start

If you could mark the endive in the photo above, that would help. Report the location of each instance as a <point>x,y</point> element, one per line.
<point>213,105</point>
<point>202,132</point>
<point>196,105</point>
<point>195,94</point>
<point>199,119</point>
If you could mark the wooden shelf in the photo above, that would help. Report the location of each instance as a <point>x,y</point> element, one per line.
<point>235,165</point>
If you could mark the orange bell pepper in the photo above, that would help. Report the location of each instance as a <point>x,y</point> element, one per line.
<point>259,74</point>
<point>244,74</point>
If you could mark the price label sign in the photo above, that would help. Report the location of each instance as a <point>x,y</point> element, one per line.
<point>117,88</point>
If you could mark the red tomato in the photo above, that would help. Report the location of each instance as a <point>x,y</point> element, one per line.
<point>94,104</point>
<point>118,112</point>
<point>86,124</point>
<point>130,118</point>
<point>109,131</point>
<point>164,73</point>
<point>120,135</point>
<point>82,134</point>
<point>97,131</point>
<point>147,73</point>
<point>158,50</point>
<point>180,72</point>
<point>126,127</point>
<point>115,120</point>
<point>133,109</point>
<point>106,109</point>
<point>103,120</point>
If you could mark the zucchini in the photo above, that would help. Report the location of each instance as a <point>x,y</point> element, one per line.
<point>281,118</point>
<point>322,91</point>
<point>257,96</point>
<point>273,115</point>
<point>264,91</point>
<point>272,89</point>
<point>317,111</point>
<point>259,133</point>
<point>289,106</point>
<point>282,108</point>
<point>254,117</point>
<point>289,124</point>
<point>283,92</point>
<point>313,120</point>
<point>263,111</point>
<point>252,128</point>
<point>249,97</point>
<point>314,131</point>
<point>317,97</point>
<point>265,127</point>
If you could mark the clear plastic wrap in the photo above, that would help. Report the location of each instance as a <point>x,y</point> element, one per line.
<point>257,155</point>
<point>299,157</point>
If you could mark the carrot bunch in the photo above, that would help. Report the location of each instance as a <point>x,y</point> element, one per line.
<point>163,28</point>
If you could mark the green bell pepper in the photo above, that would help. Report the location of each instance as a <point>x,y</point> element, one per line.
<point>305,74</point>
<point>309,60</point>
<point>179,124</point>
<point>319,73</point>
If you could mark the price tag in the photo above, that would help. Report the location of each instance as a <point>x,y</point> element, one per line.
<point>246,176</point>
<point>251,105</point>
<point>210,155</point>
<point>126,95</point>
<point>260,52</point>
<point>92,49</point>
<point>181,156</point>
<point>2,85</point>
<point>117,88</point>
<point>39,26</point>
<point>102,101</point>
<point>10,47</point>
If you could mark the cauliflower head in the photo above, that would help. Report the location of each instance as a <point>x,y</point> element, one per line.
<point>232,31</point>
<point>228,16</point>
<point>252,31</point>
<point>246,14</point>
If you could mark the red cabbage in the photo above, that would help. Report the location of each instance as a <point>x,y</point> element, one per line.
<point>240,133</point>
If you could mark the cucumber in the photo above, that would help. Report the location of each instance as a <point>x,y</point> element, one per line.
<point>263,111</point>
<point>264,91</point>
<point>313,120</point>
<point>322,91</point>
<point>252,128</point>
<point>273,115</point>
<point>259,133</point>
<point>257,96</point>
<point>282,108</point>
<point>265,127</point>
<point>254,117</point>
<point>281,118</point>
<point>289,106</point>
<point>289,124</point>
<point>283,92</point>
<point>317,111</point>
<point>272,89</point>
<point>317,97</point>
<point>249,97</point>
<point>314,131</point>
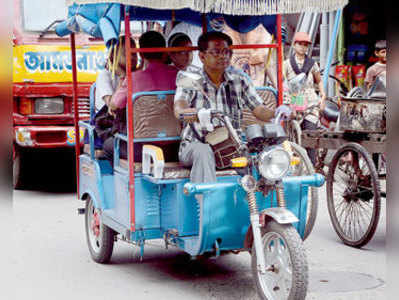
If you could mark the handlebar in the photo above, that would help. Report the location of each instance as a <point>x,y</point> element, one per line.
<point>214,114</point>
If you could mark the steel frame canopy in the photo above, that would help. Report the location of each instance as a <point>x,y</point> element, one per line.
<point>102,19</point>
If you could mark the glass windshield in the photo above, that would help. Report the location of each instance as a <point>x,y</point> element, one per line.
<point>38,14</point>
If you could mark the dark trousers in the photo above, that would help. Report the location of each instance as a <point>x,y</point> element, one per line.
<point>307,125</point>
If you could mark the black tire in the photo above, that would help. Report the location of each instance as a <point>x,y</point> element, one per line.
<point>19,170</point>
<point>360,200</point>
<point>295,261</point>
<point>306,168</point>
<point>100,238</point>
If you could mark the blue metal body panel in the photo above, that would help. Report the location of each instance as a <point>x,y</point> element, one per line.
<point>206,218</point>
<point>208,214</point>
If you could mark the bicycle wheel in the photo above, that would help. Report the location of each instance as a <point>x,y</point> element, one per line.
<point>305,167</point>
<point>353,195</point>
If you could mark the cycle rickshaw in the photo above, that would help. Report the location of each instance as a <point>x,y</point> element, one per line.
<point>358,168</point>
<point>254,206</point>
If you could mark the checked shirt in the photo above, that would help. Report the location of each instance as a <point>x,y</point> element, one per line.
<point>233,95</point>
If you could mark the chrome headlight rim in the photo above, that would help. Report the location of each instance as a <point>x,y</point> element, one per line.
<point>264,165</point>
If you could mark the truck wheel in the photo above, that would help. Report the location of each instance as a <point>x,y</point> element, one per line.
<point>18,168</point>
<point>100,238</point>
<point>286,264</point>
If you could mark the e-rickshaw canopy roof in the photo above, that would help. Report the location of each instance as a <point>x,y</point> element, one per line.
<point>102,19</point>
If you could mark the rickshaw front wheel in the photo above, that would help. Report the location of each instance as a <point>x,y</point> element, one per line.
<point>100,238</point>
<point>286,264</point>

end
start

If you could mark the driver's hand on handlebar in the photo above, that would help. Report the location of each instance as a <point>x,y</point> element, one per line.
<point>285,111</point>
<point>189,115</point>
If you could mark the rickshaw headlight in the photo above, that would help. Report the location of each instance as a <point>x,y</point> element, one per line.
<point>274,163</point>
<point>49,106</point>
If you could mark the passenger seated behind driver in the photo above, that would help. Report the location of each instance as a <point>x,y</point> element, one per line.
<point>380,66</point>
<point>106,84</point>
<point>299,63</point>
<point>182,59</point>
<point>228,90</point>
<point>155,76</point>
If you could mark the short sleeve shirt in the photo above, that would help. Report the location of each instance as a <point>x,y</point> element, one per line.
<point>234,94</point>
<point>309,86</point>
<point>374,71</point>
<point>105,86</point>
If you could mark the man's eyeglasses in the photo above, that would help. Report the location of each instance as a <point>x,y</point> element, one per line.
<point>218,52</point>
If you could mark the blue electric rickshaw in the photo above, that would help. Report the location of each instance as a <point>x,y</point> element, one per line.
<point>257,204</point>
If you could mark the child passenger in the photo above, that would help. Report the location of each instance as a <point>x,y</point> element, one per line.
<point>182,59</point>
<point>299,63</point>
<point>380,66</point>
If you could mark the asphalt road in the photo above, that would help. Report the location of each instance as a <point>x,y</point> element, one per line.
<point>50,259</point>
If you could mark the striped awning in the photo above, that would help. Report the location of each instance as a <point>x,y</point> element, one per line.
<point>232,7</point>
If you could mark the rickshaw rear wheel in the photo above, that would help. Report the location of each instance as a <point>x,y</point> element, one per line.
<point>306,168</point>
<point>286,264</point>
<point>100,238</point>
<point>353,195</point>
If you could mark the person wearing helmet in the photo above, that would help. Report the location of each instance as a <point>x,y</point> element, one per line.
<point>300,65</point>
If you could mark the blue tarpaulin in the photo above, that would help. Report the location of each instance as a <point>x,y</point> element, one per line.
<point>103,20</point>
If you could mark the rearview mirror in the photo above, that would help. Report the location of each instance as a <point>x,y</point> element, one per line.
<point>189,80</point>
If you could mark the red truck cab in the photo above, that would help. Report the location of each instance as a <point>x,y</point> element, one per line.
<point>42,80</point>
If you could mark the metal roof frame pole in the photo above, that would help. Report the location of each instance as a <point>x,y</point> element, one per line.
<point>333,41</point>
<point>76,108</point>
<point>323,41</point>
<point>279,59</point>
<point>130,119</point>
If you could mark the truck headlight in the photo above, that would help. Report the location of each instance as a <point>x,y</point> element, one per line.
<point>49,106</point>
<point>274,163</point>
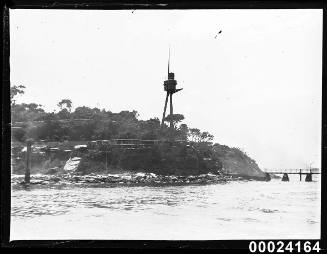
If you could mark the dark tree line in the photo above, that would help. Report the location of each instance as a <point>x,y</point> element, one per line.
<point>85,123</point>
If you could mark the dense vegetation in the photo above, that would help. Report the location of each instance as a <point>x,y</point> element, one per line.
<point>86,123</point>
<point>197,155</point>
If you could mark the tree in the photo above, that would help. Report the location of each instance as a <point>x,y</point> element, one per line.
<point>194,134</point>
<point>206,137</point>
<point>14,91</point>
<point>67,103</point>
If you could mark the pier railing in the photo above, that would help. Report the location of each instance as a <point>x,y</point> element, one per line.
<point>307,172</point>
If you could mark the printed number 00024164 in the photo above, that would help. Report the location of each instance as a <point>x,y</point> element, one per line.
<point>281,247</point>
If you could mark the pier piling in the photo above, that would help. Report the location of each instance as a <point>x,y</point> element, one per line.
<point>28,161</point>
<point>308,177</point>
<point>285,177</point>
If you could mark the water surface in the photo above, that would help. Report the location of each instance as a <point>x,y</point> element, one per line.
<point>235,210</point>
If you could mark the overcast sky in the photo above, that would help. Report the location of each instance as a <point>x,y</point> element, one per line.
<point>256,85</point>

end

- _The task_
Count the lines in the material above that contain the string "truck", treating uppercase and lowercase letters as distinct, and give only the number.

- _Response to the exercise_
3